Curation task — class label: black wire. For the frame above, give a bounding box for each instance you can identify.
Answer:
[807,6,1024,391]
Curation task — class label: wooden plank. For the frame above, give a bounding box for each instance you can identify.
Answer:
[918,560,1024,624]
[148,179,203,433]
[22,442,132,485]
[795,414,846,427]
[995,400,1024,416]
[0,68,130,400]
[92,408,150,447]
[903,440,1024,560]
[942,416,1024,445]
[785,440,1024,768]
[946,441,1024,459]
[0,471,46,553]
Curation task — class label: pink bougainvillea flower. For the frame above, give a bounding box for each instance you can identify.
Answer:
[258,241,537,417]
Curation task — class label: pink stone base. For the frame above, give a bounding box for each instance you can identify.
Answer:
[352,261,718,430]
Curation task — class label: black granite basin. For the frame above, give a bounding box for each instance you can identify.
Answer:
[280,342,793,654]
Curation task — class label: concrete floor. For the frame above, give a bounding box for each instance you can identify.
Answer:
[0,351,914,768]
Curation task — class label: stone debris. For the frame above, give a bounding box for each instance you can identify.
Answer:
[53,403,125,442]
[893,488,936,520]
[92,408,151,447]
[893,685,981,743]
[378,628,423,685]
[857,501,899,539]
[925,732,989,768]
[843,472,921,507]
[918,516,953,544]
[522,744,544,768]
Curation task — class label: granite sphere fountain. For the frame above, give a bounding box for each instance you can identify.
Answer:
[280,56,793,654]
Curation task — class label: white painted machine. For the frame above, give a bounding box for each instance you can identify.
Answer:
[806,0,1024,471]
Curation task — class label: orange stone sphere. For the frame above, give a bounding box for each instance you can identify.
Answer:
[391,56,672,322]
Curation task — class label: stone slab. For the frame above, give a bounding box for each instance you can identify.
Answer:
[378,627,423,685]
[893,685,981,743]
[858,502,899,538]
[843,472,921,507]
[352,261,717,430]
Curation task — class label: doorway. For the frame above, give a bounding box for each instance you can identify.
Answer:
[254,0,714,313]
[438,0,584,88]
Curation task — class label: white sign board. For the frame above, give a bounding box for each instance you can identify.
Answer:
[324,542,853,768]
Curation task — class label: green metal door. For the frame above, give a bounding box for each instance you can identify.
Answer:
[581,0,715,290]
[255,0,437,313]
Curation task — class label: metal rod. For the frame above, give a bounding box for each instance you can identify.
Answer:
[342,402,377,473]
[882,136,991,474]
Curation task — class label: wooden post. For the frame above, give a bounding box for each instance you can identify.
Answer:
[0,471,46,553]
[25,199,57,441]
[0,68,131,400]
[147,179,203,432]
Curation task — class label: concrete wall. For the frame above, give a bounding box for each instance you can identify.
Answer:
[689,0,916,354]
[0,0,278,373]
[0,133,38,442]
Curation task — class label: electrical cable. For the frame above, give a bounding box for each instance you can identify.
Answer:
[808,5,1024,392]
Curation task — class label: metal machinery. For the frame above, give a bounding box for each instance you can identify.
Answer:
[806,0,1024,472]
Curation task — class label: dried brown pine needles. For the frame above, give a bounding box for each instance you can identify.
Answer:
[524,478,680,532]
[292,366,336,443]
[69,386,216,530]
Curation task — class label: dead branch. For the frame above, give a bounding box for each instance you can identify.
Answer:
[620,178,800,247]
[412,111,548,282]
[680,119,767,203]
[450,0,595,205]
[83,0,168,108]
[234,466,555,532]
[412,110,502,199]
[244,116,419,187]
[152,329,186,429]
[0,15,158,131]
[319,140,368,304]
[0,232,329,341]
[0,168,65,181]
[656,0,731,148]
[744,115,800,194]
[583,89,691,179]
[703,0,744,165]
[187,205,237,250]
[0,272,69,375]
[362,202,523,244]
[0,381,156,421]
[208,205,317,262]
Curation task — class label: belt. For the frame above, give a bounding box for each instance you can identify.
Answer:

···

# TASK REQUIREMENTS:
Reproduce all of the entries above, changing every instance of "Curation task" to "Annotation task" and leaving everything else unchanged.

# SOLUTION TO THIS TASK:
Annotation task — class label: black wire. For the frame above, give a bounding box for each instance you can identify.
Answer:
[807,6,1024,391]
Annotation task — class label: wooden plank. For the frame above, give a bounding box for each instance you can identify.
Answer:
[918,560,1024,624]
[148,179,203,433]
[22,442,132,485]
[795,414,846,427]
[995,400,1024,416]
[0,68,130,400]
[92,408,150,447]
[903,440,1024,560]
[942,416,1024,445]
[785,440,1024,768]
[946,441,1024,459]
[0,471,46,553]
Annotation task — class label: pink bougainvillea flower. For the frame above, give a bounding box for each instance you can identify.
Answer:
[258,241,537,417]
Annotation task — class label: pink stone base. For the frame above, give a bounding box for each instance you can identify.
Answer:
[352,261,718,430]
Annotation task — class label: black granite basin. For the frame above, give a bounding box for each instance you can identify.
Answer:
[280,342,793,654]
Annotation task — class label: concrete floor. For the frame above, give a bounding box for each instance you can identify.
Answer:
[0,351,914,768]
Annotation task — class label: stone debris. For the frame above, give a bounding box for each instance you can identify.
Answer:
[53,403,125,442]
[893,488,936,520]
[92,408,151,447]
[893,685,981,743]
[378,628,423,685]
[857,501,899,539]
[925,732,989,768]
[843,472,921,507]
[918,516,953,544]
[522,744,544,768]
Annotation task — class label: granite sphere fountain. For the frame above, give a bounding box for each instance you can identify.
Answer:
[280,56,793,654]
Annotation task — class label: white painted machine. For the frame above, give a bounding box for each instance you can identify.
Answer:
[806,0,1024,471]
Annotation task — class label: orange stone sphere. For the frame above, give a bounding box for each instance you can identify.
Answer:
[391,56,672,322]
Annotation task — class label: stone slab. For the frame above, give a bounding box for each instance you can identify.
Answer:
[378,627,423,685]
[893,685,981,743]
[858,502,899,538]
[843,472,921,507]
[352,261,717,430]
Annotation task — class label: doorway. For the frame above, give a bounding box for each instance you can identify.
Answer:
[254,0,714,313]
[438,0,584,88]
Annotation task — class label: white sign board. For the frame above, give a bounding box for each instance you can identify.
Answer:
[324,542,853,768]
Annotation task — class label: green metal door. For the frame above, give a bounding box for each instance you can identify.
Answer:
[581,0,715,290]
[255,0,437,313]
Annotation task — class label: metal rod. For the frame above, give a bounding box for each instance you can identify.
Answer:
[342,402,377,473]
[882,136,991,474]
Annotation task — class label: wooden post. For the frame above, give a bounding box for each instance you can identify.
Answer:
[0,471,46,553]
[25,199,57,441]
[0,68,131,400]
[147,179,203,432]
Annotation task — class label: concrete wall. For the frame above, give a bounding box for each instance you can identify.
Answer:
[689,0,916,354]
[0,0,278,373]
[0,133,38,442]
Annotation task — class label: electrical cable. For the frame above, give a bounding box for each instance you can identify.
Answer:
[808,5,1024,392]
Annotation task — class label: metal machinery. For the frame above, give a bounding box for each instance you can identify.
Answer:
[806,0,1024,472]
Annotation task — class label: dried brown pine needles. For the frame above, give a bounding box for each instance you can identify.
Answer:
[524,478,680,532]
[292,366,336,443]
[69,386,216,530]
Annotation task — class label: dead branch. For the frame above, give a bounding box for each instance you can identify.
Answer:
[620,178,800,247]
[412,111,548,282]
[680,119,767,203]
[450,0,595,205]
[83,0,168,108]
[234,466,555,532]
[412,110,502,199]
[244,116,419,187]
[152,329,186,429]
[0,15,158,131]
[319,140,368,304]
[0,232,329,341]
[0,168,65,181]
[656,0,731,148]
[744,115,800,194]
[583,89,691,179]
[703,0,744,165]
[187,205,237,250]
[0,272,69,375]
[362,202,523,244]
[0,381,156,421]
[208,205,317,262]
Annotation task — class label: belt. For the frame above, give a bounding box for each instance you can identify.
Answer:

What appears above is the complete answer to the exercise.